─── DOCUMENT EXTRACT ───

# G0602 T Slots in cross slide?



## Jim_cellarshop (May 18, 2011)

Does this lathe, have T slots in the cross slide? If I get a lathe first I need to be able to mill small parts on it a while before I will be able to get a seperate mill. From what I have seen & read the T slot would make it easier, I'd like to be able to mount a rotary table or a small milling head on the cross slide. Thanks, Jim.


----------



## Jim_cellarshop (May 19, 2011)

I had not really looked at the 11x26 as I thought it would be too large and heavy, but it's not much longer than the 10x22 and as it's only about 600lbs I would hope I could take it apart to pieces under 250lbs to move downstairs. The 11x26 is closer to what I want as I would like a min of a 1.0" spindle bore, 1.5" would be better but they are too large, heavy & expensive. Most of the 3in1 machines seem to be lacking in one way or another for what I want to do. The specs on the Smithy look pretty good, but they are kinda pricey. I think I could get a separate lathe & mill for that type of money. I really just want to be able to do some milling while I saved up for a mill as more than half of my milling projects are quite small. I need to take a ride out to the Grizzly show room and look at some of these in person, my wife will want to go along, not sure if that good or not  Thanks for the info & ideas.


----------



## Jim_cellarshop (May 23, 2011)

Do you mean the option of the T-slotted cross slide is not available or is the whole lathe G0602 not available? Thanks, Jim.


----------

─── LISTING ───

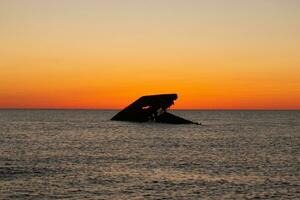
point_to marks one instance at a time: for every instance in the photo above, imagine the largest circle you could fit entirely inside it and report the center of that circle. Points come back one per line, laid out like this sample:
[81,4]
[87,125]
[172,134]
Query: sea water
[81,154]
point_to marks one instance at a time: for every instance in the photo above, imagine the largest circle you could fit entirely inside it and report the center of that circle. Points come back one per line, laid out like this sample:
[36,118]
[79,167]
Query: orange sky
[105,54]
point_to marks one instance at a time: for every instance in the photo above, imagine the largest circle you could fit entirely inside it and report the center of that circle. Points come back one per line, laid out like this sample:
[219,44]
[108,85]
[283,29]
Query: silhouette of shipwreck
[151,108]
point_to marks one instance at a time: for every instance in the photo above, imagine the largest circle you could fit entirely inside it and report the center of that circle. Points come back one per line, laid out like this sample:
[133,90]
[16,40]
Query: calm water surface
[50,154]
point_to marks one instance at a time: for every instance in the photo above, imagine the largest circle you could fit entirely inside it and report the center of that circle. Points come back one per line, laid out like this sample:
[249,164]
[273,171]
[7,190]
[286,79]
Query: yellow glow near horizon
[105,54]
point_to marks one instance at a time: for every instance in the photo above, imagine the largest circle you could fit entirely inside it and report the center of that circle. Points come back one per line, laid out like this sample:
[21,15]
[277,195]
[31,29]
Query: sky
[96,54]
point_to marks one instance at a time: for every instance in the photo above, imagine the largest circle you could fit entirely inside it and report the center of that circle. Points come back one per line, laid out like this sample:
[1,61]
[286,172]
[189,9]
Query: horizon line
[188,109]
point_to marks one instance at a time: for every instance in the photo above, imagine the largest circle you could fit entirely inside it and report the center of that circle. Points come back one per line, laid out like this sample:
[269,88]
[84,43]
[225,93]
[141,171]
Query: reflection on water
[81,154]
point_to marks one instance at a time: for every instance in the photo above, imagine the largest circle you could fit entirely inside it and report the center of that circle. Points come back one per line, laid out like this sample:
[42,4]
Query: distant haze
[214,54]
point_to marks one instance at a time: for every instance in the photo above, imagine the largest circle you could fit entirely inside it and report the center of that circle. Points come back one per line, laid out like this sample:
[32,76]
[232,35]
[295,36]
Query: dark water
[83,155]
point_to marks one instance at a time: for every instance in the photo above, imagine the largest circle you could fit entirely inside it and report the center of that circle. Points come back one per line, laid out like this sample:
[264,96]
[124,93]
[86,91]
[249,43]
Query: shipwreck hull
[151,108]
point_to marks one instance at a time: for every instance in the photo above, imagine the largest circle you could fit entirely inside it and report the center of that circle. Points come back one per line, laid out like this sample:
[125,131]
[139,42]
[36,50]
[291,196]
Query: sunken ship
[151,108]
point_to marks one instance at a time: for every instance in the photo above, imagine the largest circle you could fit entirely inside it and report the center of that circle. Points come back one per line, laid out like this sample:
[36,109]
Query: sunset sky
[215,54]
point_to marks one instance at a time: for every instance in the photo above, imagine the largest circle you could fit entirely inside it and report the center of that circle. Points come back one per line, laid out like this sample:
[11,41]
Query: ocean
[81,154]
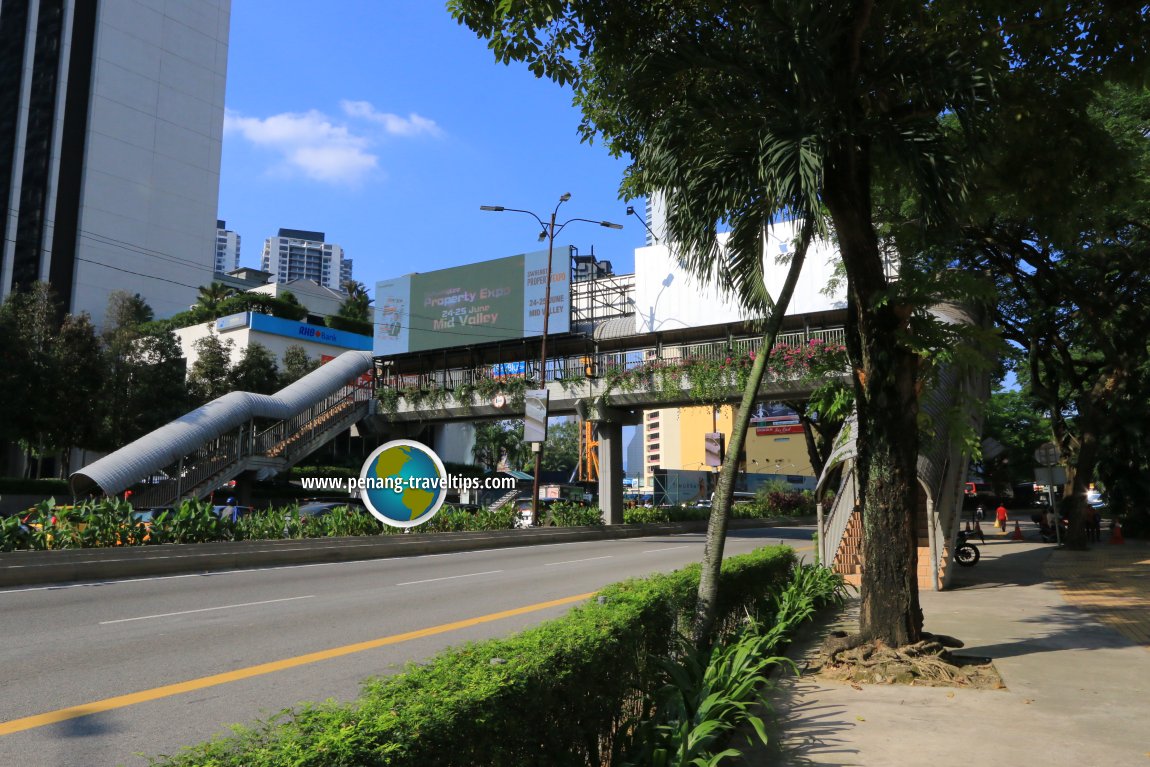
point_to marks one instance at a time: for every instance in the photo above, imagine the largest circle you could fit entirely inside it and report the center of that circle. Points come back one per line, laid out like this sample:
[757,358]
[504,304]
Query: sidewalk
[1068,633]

───
─── LISTING ───

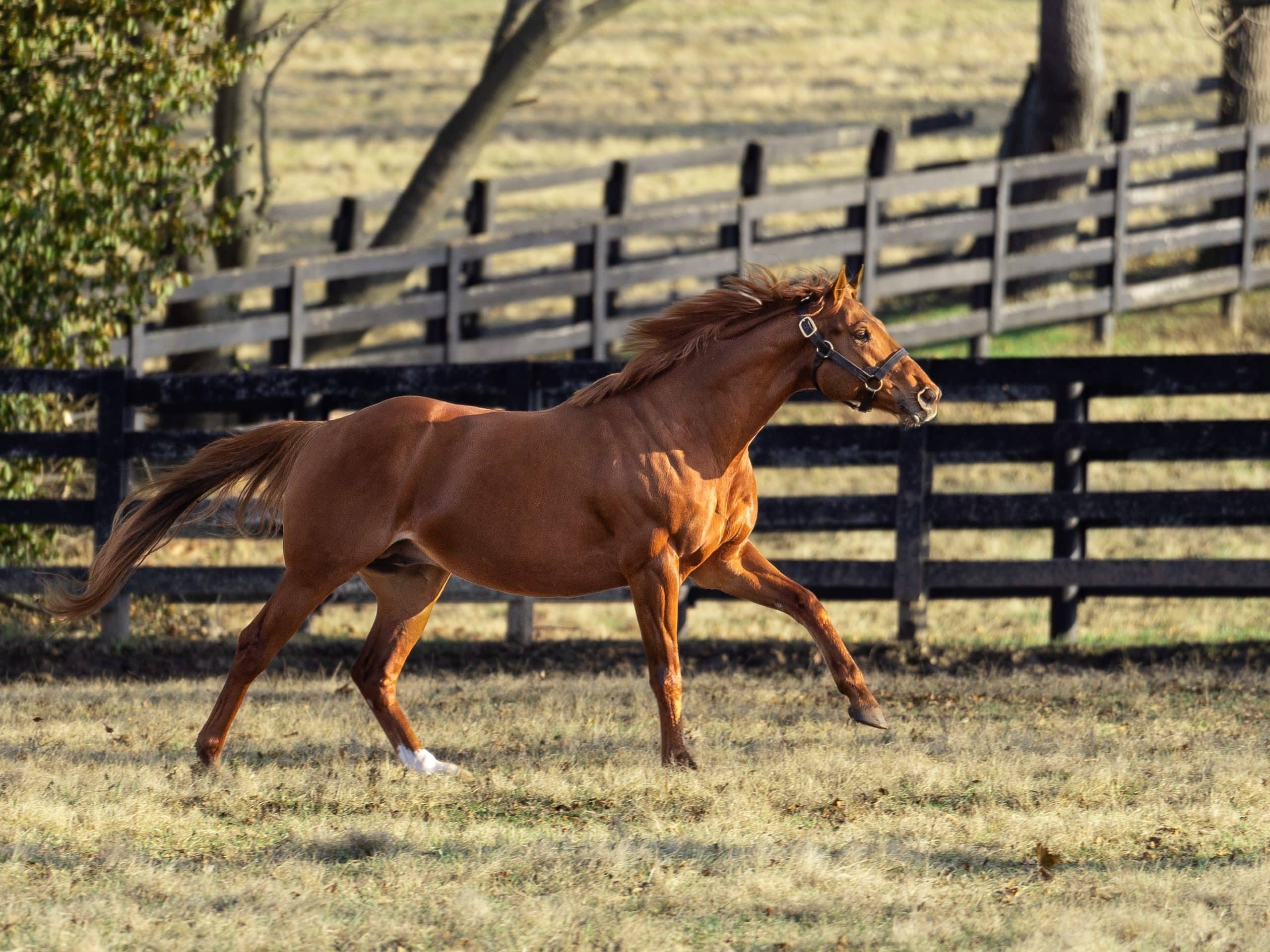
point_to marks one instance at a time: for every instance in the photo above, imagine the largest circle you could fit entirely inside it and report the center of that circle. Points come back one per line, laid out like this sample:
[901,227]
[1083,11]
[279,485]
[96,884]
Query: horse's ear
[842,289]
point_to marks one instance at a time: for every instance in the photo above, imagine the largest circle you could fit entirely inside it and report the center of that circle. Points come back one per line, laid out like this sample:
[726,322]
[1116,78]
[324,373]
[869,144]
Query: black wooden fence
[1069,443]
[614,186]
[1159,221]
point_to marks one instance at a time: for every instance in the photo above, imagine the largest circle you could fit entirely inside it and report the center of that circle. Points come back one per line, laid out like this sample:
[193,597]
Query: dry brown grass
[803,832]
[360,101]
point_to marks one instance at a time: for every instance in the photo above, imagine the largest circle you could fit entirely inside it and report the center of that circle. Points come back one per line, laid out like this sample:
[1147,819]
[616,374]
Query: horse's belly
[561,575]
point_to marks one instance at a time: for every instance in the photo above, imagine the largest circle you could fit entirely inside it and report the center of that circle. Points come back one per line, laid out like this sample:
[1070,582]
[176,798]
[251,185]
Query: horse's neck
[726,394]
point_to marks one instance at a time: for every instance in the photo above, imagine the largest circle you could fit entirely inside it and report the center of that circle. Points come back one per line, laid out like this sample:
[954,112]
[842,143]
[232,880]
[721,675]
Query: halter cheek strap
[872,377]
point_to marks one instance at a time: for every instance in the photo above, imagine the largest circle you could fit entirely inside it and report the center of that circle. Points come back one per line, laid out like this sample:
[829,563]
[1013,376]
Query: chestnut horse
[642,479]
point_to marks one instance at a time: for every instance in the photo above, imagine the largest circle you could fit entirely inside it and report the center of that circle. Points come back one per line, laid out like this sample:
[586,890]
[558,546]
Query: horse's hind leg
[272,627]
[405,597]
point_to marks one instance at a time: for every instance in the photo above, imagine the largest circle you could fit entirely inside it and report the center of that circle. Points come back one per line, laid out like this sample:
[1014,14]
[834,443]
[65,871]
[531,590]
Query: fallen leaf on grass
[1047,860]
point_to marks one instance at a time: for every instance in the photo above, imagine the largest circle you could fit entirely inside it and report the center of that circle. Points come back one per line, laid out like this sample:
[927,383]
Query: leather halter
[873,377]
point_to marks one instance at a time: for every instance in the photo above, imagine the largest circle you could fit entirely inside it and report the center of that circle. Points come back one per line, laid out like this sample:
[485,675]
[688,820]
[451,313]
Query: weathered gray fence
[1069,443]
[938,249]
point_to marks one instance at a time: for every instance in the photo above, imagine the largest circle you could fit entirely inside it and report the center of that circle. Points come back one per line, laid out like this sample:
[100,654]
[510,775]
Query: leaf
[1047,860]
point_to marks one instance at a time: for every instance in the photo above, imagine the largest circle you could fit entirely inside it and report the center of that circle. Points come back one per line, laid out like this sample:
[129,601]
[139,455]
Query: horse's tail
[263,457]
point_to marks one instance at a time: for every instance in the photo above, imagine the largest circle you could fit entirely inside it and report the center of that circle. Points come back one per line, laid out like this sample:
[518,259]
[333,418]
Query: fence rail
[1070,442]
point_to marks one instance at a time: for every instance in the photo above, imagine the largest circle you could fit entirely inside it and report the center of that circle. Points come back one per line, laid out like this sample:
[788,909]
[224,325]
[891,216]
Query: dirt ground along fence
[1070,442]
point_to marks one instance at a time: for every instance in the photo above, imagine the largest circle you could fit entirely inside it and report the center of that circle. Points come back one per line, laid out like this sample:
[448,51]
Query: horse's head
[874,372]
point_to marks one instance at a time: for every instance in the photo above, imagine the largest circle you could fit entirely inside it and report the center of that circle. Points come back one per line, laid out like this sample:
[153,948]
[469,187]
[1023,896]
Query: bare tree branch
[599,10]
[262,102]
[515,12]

───

| WRITTEN TASK A |
In the lathe forum thread, what minimum spindle bore does Jim want?
| WRITTEN TASK B |
Copy the lathe thread between "## Jim_cellarshop (May 23, 2011)" and "available? Thanks, Jim.", inclusive, renaming "cross slide" to "carriage" throughout.

| WRITTEN SOLUTION A |
1.0 inch

| WRITTEN SOLUTION B |
## Jim_cellarshop (May 23, 2011)

Do you mean the option of the T-slotted carriage is not available or is the whole lathe G0602 not available? Thanks, Jim.